__WRITTEN INSTRUCTION__
Substitute "for each instance" for every "per instance" in the lines starting with the one containing "of the jacket" and going on through the one containing "Query: woman in red coat", leaving everything else unchanged. Give back only those lines.

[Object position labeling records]
######
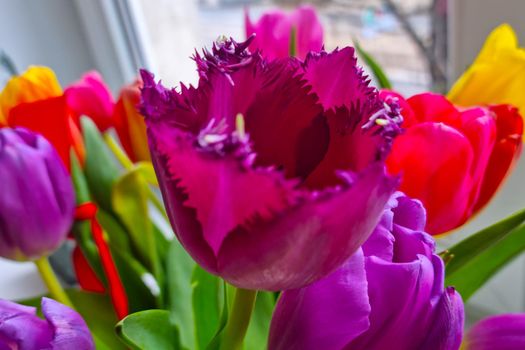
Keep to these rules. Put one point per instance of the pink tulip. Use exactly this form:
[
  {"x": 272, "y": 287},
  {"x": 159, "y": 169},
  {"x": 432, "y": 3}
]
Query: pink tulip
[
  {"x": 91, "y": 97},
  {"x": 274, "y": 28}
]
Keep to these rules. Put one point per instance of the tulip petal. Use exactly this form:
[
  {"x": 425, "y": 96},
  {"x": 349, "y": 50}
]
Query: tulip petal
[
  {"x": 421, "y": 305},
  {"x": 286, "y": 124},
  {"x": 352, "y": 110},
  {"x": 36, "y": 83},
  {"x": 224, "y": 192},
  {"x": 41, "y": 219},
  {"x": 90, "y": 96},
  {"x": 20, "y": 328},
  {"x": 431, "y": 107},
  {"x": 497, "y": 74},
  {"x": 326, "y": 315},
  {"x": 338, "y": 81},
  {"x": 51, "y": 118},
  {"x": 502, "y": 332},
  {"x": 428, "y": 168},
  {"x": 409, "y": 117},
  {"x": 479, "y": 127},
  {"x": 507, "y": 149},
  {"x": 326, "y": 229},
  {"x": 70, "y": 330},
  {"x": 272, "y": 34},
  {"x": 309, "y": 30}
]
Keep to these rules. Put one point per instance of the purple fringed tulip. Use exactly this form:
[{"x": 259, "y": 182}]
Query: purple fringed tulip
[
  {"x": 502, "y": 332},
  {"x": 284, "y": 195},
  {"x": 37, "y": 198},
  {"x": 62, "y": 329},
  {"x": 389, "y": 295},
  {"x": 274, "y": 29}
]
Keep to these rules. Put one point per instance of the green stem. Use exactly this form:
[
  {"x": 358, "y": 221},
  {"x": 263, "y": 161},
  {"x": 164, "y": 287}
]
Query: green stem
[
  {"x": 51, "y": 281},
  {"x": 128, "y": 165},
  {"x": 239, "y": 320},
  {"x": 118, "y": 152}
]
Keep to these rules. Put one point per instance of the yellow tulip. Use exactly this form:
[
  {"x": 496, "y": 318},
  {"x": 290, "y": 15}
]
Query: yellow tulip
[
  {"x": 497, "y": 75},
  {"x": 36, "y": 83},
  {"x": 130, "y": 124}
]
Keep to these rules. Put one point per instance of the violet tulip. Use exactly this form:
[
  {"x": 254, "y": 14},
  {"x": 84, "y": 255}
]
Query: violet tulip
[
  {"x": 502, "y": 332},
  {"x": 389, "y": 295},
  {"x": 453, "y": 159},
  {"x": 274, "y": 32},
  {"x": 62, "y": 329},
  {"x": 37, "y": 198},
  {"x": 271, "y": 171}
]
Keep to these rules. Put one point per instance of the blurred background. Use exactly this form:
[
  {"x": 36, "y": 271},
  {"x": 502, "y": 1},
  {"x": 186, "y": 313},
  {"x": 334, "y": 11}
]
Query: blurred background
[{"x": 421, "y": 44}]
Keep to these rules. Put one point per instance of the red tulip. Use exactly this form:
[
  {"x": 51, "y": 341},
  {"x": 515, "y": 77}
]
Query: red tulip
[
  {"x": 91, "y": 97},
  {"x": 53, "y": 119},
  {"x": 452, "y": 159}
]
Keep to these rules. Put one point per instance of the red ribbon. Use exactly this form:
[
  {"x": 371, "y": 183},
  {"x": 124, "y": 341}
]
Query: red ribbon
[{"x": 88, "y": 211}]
######
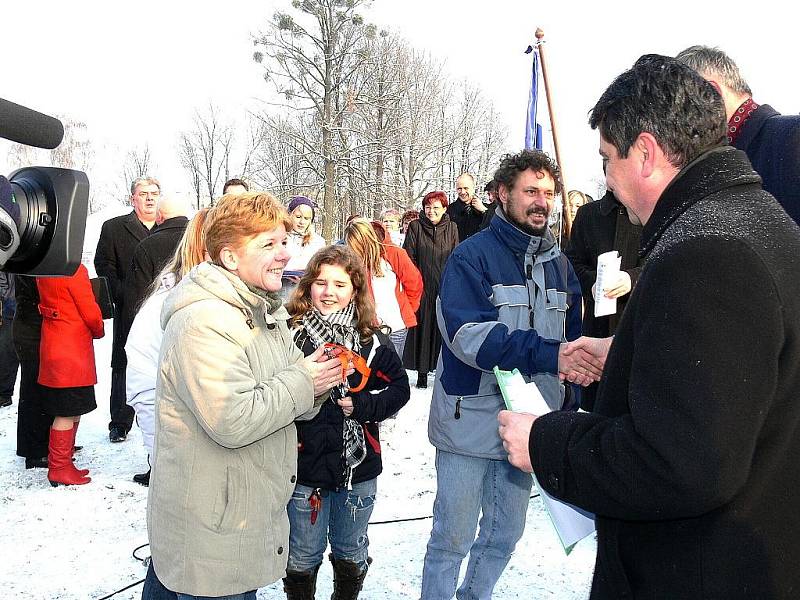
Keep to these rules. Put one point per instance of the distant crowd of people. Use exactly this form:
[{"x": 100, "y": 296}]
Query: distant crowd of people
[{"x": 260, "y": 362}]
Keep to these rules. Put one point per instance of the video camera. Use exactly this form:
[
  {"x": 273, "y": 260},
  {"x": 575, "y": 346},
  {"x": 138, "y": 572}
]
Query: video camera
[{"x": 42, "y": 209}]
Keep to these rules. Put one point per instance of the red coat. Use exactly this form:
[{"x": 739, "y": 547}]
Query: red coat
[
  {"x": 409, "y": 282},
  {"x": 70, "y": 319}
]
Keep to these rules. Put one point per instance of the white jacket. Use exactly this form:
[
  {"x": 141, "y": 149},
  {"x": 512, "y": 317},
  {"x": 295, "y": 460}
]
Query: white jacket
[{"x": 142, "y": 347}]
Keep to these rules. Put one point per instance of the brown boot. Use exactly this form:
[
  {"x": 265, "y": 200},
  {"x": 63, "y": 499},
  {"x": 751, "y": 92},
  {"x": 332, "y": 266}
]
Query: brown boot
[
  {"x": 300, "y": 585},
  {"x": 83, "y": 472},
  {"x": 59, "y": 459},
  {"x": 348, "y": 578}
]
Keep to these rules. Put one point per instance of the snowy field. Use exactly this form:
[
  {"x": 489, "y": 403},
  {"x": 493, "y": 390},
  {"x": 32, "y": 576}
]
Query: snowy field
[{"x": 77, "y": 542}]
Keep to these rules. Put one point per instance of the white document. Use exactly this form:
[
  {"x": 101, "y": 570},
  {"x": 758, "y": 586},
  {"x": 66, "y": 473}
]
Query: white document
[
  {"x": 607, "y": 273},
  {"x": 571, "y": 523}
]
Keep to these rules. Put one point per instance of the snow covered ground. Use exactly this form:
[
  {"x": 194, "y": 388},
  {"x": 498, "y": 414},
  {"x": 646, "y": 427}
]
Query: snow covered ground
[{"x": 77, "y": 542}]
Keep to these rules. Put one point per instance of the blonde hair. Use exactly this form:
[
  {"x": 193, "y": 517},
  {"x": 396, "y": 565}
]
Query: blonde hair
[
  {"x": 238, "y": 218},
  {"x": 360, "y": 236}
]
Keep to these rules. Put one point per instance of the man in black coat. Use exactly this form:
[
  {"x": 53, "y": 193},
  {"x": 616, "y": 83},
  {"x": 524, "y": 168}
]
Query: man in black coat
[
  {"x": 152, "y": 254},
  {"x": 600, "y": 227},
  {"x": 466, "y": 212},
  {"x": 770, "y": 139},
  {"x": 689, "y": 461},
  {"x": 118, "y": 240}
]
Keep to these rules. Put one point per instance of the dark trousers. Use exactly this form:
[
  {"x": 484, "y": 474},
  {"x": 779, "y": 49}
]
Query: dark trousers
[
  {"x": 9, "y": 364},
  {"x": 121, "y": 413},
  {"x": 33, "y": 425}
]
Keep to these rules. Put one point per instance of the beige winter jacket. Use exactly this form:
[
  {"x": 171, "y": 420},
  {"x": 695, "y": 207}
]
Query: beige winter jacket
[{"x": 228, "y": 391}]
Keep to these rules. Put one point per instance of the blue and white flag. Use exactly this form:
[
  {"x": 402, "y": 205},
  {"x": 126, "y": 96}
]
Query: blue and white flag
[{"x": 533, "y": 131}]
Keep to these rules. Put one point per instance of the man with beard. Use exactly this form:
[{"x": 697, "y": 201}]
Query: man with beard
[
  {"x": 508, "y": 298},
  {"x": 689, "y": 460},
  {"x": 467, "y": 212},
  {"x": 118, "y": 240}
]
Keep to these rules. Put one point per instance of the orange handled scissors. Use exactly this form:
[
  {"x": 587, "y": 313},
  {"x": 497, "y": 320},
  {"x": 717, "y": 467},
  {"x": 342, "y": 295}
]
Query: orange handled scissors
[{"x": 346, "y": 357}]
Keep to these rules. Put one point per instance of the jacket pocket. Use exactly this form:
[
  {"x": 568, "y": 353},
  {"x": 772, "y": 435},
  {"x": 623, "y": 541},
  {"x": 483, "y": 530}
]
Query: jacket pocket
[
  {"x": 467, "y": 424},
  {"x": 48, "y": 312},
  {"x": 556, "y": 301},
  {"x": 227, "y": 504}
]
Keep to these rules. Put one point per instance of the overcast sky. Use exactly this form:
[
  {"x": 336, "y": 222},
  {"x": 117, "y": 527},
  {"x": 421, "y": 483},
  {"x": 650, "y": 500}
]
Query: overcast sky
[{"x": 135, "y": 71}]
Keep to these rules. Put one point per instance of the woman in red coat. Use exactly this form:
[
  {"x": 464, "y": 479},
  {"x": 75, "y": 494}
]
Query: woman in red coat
######
__CORRECT RESPONSE__
Keep to these rules. Put one point for each instance of the jacket pocket. Use exactly this form:
[
  {"x": 568, "y": 353},
  {"x": 772, "y": 435},
  {"x": 623, "y": 541},
  {"x": 483, "y": 530}
]
Query: jacket pocket
[
  {"x": 467, "y": 424},
  {"x": 48, "y": 312},
  {"x": 556, "y": 301},
  {"x": 227, "y": 504}
]
Keep to these rules. Put one point for each instance of the overcast sky. Use exactly this form:
[
  {"x": 336, "y": 222},
  {"x": 117, "y": 527},
  {"x": 421, "y": 483},
  {"x": 650, "y": 500}
]
Query: overcast sky
[{"x": 135, "y": 71}]
Keep to these rules. Put one point for each instance of the woman in red coat. Use exactly this form:
[
  {"x": 464, "y": 479},
  {"x": 75, "y": 494}
]
Query: woman in red coat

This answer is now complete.